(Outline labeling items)

--------------------

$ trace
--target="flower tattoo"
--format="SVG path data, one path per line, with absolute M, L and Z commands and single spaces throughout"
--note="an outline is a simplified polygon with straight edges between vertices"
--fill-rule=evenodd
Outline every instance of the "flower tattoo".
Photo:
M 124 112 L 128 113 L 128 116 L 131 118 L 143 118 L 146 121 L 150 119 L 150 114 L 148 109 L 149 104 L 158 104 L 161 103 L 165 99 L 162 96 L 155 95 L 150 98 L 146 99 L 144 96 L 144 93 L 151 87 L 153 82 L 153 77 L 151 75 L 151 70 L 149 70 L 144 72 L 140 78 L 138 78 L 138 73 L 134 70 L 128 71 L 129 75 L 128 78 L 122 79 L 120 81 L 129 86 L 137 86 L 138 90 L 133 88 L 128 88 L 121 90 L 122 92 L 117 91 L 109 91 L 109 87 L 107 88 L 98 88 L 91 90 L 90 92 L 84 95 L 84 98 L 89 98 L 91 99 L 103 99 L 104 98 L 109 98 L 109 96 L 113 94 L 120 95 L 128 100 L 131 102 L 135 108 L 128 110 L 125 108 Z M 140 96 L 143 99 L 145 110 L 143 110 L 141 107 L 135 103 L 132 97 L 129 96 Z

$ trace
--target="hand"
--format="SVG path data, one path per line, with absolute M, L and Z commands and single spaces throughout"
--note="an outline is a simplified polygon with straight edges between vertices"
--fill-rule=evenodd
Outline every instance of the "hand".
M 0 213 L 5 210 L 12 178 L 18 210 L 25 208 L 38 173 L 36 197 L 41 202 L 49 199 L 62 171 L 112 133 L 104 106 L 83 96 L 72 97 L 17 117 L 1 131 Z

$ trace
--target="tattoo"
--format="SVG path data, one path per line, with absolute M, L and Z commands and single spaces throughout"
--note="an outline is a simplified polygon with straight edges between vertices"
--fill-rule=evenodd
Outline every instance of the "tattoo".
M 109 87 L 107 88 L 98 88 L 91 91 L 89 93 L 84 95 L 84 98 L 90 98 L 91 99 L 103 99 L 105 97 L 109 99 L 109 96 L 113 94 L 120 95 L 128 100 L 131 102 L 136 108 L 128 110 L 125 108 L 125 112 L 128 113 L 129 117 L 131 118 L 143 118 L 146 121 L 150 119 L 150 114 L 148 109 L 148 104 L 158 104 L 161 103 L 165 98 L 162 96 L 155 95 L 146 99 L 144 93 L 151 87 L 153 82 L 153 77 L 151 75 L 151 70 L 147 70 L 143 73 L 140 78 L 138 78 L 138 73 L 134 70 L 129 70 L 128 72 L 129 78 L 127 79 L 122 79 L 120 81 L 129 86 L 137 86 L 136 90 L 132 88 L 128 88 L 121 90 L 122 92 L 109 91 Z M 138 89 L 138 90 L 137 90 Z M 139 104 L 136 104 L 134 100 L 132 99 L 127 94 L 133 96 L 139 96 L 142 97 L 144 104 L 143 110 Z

--------------------

Please replace "instance" with "occurrence" in everything from the start of the items down to the line containing "M 124 112 L", keeping all else unchanged, and give those lines again.

$ trace
--target="flower tattoo"
--format="SVG path data, one path per line, with absolute M, L and Z commands and single spaces throughout"
--note="an outline is a simplified polygon with straight edges between vertices"
--fill-rule=evenodd
Outline every occurrence of the "flower tattoo".
Photo:
M 124 112 L 128 113 L 128 116 L 131 118 L 143 118 L 146 121 L 150 119 L 150 114 L 148 109 L 149 104 L 158 104 L 161 103 L 165 99 L 162 96 L 155 95 L 150 98 L 146 99 L 144 96 L 144 93 L 151 87 L 153 82 L 153 77 L 151 75 L 151 70 L 149 70 L 144 72 L 140 78 L 138 78 L 138 73 L 134 70 L 128 71 L 129 75 L 128 78 L 122 79 L 120 81 L 129 86 L 137 86 L 138 90 L 133 88 L 128 88 L 121 90 L 122 92 L 117 91 L 109 91 L 109 87 L 107 88 L 98 88 L 91 90 L 90 92 L 84 95 L 84 98 L 89 98 L 91 99 L 103 99 L 104 98 L 109 98 L 109 96 L 113 94 L 120 95 L 128 100 L 131 102 L 135 108 L 128 110 L 125 108 Z M 140 96 L 143 99 L 145 110 L 143 110 L 141 107 L 135 103 L 132 97 L 129 96 Z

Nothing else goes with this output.